**Exercise objective:**
Update each of the rows below by changing "marker" to "point" and keeping everything else the same. Leave the pictures out of your answer.

Start of Data to use

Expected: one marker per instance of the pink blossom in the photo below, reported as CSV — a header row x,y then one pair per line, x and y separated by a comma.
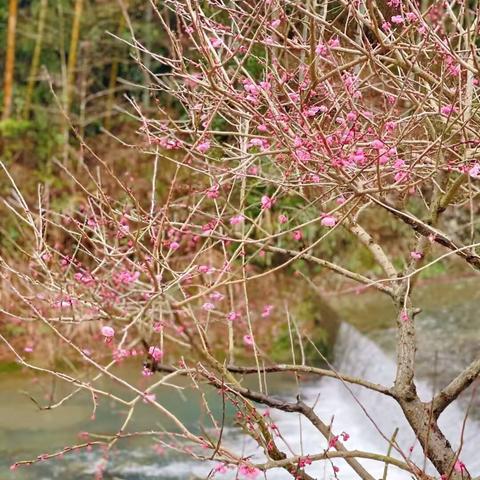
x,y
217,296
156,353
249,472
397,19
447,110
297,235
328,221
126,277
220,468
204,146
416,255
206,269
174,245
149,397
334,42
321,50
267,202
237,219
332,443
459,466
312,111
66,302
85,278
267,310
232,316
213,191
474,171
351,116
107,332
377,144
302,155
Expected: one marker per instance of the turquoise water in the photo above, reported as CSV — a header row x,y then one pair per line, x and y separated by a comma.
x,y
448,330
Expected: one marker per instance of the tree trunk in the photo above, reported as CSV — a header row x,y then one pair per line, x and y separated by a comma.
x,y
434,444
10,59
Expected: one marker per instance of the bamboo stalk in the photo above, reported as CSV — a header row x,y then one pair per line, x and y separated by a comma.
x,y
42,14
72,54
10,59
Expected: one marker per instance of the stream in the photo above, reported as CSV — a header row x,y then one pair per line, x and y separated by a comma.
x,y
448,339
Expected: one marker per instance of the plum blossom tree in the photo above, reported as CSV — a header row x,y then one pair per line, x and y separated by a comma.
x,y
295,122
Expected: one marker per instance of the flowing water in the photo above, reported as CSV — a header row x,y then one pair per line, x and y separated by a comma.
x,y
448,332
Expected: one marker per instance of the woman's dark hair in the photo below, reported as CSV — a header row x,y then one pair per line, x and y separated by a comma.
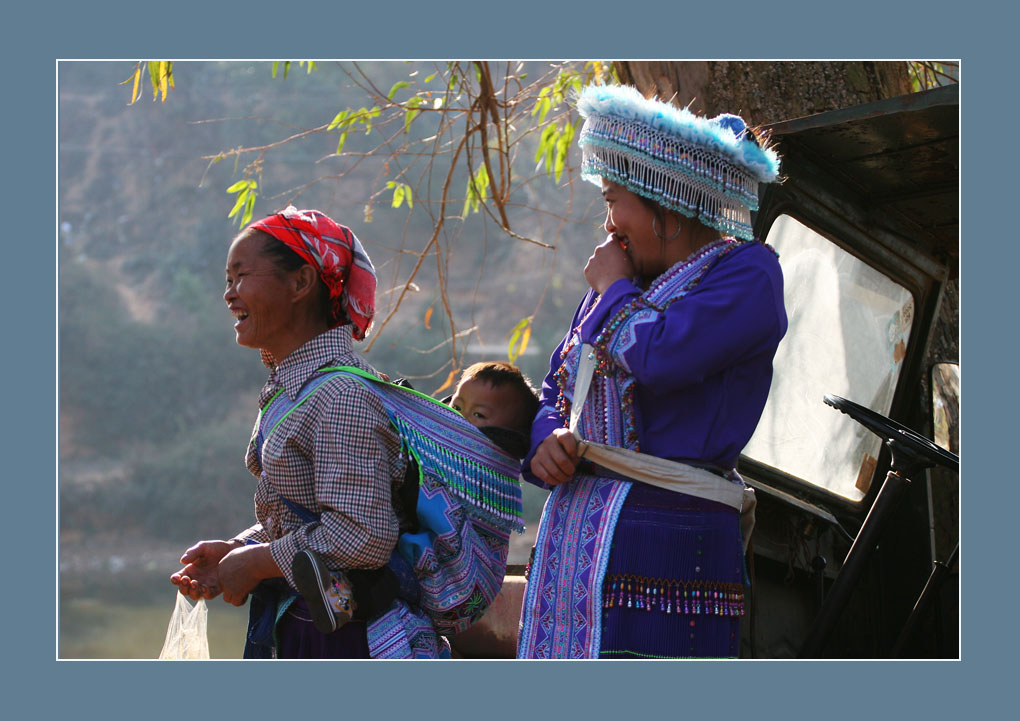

End of Data to use

**Exercise response:**
Expected: one point per instance of the pink blossom in the photo below, reported as CSV — a header row x,y then one pair per line, x and y separated by a comma.
x,y
217,296
156,353
249,472
397,19
447,110
297,235
328,221
126,277
220,468
204,146
416,255
206,269
174,245
149,397
334,42
321,50
267,202
237,219
332,443
459,466
312,111
66,302
85,278
267,310
232,316
213,191
474,171
351,116
107,332
377,144
302,155
Expected: one point per instance of the turquoise water in the photo above, reported as CSV — a header row x,y then one pair per line, x and y separated by a comma.
x,y
448,330
Expected: one point per instance of the tree trunk in the photo above, reported as CSV — a header row x,y then one pair per line, x and y separated by a comma.
x,y
434,444
10,59
Expected: one point per instance of the bamboo stalk in the photo above, reported as CSV — a header row x,y then one pair per line, x and y separated by a comma.
x,y
42,14
72,54
10,59
Expected: one point per instance of the stream in the photo above, reported as CSV — a header row x,y then one pair per line, x and y separated by a comma.
x,y
448,339
Expected: one point per instance of the plum blossom tree in the photo above, reported as CSV — a header row x,y then one pair per line, x and y separated by a comma.
x,y
295,122
Expected: one point per instance of the flowing water in the photo above, reported as CSV — a header row x,y then one pair per line, x and y separated by a comma.
x,y
448,332
Expected: one point per instance of the woman's dark hair in the photo below, reported as CSV — a header row x,y then one pair per line, x and y separated by a comma.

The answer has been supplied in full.